Stored data entries
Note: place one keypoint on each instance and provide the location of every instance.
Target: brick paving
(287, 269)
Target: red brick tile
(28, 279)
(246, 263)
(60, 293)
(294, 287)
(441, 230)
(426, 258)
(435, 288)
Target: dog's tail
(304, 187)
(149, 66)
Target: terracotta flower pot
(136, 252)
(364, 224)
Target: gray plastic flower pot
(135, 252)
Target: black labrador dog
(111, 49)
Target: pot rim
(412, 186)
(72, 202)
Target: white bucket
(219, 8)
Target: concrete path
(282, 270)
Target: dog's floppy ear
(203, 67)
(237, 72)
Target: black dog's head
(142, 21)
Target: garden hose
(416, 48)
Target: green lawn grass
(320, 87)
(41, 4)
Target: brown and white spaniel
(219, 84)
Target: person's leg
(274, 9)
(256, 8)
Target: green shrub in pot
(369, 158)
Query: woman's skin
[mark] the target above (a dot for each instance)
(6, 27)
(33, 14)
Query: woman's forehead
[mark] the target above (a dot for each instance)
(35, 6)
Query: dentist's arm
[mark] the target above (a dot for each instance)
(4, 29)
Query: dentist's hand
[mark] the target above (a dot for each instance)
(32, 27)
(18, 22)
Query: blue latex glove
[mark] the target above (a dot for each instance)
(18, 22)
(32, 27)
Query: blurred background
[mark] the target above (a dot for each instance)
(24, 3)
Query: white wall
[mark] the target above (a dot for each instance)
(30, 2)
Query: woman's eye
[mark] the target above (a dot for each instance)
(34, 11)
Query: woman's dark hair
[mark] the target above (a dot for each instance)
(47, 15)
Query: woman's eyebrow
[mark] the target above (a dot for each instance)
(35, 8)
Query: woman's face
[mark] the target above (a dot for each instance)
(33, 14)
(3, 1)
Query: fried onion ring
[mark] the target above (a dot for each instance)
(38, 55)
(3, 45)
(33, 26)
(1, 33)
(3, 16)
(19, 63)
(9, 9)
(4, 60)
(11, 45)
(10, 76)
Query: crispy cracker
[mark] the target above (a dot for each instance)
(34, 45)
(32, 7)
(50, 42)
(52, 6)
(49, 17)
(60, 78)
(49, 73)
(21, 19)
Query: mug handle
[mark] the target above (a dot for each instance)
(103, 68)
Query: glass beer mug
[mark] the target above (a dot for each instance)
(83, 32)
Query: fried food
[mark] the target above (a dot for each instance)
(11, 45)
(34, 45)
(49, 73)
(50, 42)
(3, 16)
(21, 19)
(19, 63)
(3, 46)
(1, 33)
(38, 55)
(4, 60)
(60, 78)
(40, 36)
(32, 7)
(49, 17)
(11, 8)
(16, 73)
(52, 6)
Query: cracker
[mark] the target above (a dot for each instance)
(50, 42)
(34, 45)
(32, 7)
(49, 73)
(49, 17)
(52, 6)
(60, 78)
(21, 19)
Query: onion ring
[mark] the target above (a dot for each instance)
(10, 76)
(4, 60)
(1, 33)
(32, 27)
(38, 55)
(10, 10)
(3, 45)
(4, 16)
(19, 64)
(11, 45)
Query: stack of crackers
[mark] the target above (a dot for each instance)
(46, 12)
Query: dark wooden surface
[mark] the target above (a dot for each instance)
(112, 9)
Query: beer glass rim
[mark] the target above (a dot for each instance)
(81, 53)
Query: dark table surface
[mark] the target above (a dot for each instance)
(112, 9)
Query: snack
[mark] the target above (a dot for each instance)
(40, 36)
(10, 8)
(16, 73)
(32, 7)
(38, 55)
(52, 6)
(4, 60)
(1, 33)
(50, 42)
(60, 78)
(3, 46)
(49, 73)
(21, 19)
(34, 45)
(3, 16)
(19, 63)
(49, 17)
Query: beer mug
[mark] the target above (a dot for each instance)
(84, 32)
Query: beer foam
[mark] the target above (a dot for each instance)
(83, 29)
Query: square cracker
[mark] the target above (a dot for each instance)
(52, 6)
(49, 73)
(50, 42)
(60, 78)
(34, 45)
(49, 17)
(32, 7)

==

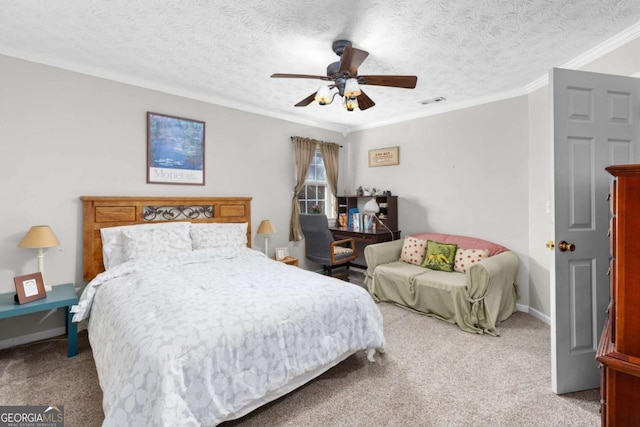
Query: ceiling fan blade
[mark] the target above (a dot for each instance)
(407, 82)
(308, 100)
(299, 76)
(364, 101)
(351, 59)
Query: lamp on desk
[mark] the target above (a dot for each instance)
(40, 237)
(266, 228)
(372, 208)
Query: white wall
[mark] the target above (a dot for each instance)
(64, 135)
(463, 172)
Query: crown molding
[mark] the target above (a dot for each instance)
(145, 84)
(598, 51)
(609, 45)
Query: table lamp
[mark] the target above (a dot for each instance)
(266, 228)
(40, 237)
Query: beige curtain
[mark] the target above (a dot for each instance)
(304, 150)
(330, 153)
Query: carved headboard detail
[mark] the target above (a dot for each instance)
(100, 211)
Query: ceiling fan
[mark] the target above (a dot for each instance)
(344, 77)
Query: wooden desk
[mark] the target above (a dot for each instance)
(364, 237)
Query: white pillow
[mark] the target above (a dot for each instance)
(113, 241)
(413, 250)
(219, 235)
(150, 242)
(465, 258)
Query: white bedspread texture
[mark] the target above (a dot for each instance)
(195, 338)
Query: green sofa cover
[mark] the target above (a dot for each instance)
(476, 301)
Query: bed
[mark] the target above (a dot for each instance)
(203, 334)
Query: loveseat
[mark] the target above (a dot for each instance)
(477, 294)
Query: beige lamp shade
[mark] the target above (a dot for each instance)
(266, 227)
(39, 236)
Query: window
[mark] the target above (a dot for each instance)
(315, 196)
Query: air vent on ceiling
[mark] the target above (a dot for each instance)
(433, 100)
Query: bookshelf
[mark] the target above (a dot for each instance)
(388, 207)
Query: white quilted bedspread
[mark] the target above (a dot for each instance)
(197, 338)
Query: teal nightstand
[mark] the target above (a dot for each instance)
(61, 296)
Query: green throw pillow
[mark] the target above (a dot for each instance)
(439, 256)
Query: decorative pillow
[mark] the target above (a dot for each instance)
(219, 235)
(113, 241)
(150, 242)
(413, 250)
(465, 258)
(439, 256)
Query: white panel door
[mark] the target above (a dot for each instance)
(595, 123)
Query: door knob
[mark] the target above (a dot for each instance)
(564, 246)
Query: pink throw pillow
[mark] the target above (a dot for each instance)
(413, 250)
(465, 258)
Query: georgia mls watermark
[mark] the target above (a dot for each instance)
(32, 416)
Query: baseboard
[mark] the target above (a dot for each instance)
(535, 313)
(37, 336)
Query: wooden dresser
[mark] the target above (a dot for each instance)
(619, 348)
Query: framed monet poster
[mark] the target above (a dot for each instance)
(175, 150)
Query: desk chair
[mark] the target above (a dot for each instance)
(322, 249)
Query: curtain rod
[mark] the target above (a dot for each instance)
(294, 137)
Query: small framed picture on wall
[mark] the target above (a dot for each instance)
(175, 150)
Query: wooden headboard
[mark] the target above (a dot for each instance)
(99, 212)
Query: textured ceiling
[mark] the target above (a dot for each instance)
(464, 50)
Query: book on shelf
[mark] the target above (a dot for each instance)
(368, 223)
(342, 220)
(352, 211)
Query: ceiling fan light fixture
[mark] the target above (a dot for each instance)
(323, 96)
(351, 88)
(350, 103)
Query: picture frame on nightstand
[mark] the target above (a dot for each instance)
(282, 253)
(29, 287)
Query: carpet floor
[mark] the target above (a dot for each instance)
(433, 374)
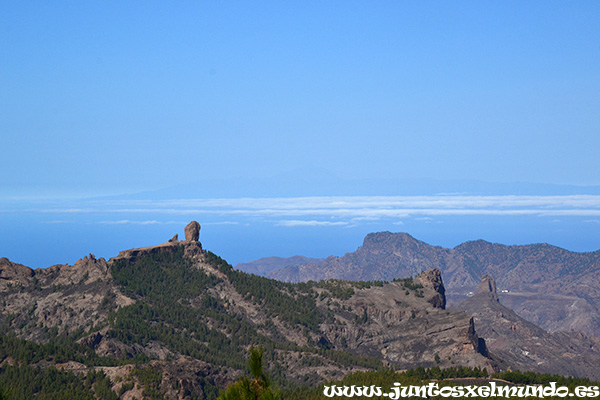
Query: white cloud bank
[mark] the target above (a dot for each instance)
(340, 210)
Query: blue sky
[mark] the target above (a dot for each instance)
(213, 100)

Work instructions ::
Look above for the line holding "Query: snack" and the line holding "Query: beer foam", then output exactly those two lines and every line between them, nothing more.

Answer space ::
Query: snack
[mark] the target above (a dot for each instance)
(40, 36)
(10, 8)
(16, 73)
(32, 7)
(38, 55)
(52, 6)
(4, 60)
(1, 33)
(50, 42)
(60, 78)
(3, 46)
(49, 73)
(21, 19)
(34, 45)
(3, 16)
(19, 63)
(49, 17)
Query: beer mug
[mark] the target above (a dot for each instance)
(84, 32)
Query: beer foam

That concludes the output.